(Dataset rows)
* * *
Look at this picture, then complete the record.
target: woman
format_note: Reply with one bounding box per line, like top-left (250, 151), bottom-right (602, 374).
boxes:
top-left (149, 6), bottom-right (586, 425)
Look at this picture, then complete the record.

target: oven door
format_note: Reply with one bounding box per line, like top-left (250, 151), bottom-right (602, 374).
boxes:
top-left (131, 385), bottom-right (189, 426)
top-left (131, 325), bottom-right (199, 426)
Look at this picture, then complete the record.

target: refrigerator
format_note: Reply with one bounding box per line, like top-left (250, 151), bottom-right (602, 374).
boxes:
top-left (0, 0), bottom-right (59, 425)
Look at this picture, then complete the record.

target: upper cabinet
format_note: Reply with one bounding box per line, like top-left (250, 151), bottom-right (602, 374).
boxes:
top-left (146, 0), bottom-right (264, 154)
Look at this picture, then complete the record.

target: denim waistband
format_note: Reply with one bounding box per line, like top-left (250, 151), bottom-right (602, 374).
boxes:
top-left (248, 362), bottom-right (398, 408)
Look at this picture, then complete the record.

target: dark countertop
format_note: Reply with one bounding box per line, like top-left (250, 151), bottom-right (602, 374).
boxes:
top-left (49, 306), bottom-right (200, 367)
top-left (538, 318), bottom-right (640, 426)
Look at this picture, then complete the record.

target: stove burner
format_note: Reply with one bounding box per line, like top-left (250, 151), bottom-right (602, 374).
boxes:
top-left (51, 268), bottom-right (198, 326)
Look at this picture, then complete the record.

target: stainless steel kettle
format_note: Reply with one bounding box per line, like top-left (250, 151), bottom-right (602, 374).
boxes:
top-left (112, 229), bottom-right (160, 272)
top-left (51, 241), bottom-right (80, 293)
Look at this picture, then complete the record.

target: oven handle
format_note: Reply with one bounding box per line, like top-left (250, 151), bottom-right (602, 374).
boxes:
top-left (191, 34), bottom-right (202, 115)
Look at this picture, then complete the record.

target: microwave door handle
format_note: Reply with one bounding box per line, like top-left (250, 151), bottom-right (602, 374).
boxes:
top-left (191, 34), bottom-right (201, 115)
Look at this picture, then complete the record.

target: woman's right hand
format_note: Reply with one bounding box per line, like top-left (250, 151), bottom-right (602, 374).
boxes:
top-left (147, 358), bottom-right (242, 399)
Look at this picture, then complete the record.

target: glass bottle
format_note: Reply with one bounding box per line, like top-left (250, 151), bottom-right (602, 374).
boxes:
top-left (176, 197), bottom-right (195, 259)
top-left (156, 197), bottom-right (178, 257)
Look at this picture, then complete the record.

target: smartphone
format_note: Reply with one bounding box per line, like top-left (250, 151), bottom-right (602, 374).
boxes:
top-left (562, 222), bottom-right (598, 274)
* * *
• _Exercise brief_: Copy out the entries from the first line through the line containing "top-left (131, 325), bottom-right (199, 426)", both included. Scale every bounding-box coordinate in the answers by 0.75, rounding to whole numbers with halves going up, and leave every other number as it is.

• _Written reply_:
Look at this picture, then complete the record.
target: woman
format_note: Reply with one bounding box per line, like top-left (250, 151), bottom-right (602, 374).
boxes:
top-left (112, 5), bottom-right (440, 319)
Look at this picture, then complete the record.

target: oven door
format_note: Reply with one bounding box per line, like top-left (250, 151), bottom-right (602, 374).
boxes:
top-left (98, 289), bottom-right (142, 320)
top-left (98, 244), bottom-right (149, 320)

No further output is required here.